SUPPLIED RECORDS START

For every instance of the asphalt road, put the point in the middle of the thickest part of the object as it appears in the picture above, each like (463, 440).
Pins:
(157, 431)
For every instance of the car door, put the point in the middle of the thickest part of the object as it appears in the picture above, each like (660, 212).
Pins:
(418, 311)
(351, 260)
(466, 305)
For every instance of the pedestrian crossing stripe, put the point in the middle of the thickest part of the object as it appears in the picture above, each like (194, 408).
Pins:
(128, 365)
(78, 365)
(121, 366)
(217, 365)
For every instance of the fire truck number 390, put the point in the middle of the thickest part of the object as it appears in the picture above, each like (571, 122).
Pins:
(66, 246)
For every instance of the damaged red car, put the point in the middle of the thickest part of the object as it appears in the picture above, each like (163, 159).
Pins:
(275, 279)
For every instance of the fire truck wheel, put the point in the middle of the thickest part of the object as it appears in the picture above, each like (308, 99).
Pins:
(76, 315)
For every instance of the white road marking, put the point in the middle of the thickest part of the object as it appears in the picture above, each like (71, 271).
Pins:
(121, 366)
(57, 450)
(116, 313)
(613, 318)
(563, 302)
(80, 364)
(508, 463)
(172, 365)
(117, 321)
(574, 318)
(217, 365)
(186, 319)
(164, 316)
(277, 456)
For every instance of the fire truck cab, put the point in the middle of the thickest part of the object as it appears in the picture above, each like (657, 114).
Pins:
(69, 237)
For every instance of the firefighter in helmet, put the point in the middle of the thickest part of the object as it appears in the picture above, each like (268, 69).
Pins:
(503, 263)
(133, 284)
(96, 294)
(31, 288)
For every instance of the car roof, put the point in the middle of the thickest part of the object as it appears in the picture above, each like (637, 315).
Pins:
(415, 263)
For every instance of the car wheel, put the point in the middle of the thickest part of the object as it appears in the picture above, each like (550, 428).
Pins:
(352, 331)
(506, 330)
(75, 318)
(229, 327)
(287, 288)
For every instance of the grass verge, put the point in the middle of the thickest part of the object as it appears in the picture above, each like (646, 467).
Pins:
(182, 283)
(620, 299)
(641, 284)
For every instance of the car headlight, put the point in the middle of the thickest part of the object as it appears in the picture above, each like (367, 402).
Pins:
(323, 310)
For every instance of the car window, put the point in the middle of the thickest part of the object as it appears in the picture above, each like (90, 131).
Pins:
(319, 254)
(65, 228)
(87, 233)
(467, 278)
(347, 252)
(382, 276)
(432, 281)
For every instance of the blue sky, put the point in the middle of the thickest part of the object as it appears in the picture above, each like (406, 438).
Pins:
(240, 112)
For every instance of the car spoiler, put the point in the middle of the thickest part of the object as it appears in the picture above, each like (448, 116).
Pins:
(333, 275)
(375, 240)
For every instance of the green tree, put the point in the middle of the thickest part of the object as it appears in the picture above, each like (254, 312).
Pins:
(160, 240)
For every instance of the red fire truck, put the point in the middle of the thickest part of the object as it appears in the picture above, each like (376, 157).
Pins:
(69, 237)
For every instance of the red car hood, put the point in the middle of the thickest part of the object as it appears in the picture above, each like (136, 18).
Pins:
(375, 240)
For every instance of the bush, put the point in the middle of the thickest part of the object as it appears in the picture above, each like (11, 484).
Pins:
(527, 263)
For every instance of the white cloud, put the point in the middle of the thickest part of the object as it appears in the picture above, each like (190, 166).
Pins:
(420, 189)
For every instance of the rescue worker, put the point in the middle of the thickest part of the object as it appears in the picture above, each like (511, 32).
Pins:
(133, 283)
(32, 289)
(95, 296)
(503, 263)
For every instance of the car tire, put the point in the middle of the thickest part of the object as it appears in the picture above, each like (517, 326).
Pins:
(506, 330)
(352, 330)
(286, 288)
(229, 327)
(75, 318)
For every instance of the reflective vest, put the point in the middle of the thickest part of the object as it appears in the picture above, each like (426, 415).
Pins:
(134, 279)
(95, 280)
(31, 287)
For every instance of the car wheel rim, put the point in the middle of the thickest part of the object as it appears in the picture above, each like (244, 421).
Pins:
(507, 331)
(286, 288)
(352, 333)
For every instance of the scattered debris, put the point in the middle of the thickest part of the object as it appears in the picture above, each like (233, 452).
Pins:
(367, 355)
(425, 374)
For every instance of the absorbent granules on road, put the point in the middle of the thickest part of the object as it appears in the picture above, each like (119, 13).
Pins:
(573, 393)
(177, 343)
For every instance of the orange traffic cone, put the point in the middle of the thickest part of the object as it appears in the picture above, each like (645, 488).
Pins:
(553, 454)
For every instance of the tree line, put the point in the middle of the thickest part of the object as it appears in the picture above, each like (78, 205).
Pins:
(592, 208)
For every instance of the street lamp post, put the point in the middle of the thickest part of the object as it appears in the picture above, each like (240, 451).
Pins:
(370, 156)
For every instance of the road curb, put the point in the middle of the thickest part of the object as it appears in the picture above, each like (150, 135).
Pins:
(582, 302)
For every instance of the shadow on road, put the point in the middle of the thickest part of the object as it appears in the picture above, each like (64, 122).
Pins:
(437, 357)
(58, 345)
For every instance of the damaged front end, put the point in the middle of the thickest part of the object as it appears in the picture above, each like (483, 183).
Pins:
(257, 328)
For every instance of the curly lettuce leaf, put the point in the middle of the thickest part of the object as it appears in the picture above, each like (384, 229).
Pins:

SUPPLIED RECORDS END
SUPPLIED RECORDS START

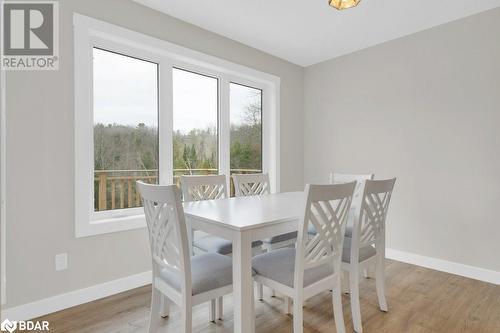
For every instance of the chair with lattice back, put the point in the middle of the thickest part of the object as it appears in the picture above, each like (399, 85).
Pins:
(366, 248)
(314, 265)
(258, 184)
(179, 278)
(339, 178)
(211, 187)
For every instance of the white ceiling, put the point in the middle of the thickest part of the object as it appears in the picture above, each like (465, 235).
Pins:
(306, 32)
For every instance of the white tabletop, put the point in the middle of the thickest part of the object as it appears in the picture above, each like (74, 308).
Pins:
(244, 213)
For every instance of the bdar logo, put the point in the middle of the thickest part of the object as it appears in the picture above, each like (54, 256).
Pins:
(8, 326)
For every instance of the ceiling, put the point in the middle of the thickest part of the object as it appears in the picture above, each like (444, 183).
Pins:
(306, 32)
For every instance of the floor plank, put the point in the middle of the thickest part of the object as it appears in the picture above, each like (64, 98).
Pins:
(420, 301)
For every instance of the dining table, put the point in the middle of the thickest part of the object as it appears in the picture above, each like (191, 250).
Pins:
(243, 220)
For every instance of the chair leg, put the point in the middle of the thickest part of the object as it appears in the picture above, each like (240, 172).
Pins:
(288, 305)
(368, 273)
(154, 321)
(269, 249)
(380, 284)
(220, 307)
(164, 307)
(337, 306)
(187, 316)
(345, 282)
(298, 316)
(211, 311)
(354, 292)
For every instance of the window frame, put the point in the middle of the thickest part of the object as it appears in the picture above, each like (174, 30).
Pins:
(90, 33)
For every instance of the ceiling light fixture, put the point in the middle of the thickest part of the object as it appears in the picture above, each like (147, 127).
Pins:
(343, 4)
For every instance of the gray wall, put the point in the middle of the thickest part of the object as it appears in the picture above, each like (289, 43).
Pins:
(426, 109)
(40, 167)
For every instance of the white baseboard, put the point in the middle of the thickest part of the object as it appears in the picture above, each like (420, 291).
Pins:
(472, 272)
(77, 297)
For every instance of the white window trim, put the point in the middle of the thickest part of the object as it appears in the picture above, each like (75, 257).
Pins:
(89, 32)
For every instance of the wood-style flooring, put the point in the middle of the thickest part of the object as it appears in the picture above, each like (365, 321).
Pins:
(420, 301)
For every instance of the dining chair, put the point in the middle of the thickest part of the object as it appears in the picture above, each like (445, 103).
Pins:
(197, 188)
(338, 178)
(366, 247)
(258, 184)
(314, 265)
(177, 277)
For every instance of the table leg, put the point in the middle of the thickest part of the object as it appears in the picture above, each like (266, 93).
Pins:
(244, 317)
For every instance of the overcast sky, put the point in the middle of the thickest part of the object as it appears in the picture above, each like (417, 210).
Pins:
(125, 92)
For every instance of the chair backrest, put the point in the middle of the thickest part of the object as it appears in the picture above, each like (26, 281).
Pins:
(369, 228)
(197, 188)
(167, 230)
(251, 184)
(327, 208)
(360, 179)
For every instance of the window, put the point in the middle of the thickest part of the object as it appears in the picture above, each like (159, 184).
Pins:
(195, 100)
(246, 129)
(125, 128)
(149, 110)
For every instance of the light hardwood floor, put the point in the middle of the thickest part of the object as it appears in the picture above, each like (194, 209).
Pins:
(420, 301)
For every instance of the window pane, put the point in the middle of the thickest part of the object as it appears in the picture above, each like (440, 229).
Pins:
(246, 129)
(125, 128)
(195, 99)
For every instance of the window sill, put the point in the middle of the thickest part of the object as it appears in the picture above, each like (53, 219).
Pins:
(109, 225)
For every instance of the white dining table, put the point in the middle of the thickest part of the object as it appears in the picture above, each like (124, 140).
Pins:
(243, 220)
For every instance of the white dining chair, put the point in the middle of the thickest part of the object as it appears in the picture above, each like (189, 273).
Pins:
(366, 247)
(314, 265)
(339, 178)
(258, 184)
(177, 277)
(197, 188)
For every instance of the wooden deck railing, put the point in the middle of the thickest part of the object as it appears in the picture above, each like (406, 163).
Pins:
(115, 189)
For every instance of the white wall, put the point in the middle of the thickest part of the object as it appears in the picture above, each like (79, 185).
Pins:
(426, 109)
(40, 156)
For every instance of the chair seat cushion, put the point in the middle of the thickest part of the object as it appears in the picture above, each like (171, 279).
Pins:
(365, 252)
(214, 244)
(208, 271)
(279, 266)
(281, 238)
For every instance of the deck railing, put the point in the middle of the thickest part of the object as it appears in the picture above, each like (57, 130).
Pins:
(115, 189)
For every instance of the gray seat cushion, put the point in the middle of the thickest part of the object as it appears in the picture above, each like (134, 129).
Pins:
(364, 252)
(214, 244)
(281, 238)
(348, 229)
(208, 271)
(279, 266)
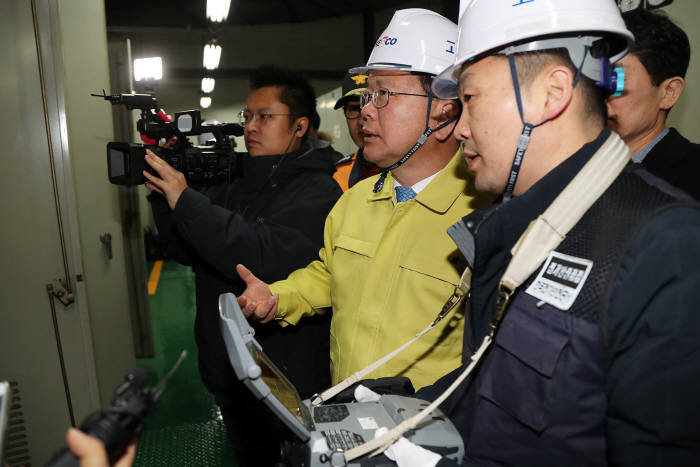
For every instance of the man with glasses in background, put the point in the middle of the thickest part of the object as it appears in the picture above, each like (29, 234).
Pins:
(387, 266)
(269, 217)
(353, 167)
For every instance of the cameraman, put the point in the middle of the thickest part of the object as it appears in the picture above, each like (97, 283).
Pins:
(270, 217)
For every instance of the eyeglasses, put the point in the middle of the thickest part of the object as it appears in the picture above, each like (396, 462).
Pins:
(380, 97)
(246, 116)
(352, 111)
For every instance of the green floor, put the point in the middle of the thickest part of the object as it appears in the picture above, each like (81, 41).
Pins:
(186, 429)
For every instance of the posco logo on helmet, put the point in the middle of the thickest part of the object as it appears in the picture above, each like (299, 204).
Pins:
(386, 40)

SUPPLIED RECORDS END
SUPPLIED RECORDS START

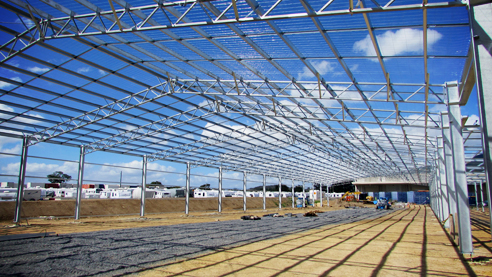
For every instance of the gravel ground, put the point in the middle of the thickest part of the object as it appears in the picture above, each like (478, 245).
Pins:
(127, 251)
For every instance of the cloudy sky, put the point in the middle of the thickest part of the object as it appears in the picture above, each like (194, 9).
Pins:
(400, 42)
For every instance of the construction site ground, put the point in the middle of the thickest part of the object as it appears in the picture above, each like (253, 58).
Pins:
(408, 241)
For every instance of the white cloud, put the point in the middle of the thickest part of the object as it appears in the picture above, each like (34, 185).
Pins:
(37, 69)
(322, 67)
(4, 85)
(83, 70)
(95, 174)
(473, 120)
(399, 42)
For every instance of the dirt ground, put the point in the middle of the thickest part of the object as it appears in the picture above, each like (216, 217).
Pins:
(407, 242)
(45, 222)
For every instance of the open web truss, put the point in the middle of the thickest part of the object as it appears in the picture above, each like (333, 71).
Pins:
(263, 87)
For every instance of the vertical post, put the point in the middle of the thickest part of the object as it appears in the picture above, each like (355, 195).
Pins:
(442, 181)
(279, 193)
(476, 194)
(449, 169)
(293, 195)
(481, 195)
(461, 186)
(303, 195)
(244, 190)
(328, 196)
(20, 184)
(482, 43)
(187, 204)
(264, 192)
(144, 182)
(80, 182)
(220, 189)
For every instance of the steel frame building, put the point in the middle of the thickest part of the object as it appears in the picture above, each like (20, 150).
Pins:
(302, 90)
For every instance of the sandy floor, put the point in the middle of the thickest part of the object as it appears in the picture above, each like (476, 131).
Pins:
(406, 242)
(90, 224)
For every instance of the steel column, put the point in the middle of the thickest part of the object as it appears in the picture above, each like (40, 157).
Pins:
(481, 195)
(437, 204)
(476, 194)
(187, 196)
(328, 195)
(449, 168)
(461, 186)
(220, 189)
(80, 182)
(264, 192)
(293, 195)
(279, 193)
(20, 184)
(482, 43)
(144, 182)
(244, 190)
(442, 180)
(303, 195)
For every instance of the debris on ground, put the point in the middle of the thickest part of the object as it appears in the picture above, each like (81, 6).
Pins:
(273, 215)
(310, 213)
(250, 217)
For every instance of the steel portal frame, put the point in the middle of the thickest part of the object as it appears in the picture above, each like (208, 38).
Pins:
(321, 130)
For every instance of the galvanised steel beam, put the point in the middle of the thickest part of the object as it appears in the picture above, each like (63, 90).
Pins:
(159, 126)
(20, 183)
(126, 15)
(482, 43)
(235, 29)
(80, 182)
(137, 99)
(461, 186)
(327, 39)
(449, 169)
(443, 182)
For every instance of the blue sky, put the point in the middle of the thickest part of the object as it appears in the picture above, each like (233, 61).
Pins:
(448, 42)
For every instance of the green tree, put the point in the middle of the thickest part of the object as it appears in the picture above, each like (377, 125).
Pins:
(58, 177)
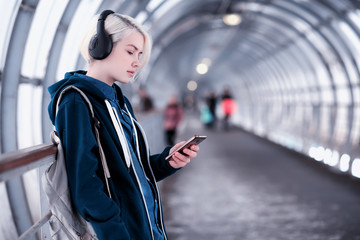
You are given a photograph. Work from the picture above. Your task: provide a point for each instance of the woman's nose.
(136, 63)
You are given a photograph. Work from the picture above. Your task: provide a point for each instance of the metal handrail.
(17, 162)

SUPPLIED RECORDS END

-- ACTION ITEM --
All lines above that contain "deck" are required in the answer.

-- RESPONSE TO THIS TASK --
For every instance of the wooden deck railing, put the point in the middle of the thickest part of the object as it appears in the picture above, each like (406, 163).
For every instance of the deck railing, put the point in the middle of the thickest part of the object as it appears in the picture above, each like (57, 130).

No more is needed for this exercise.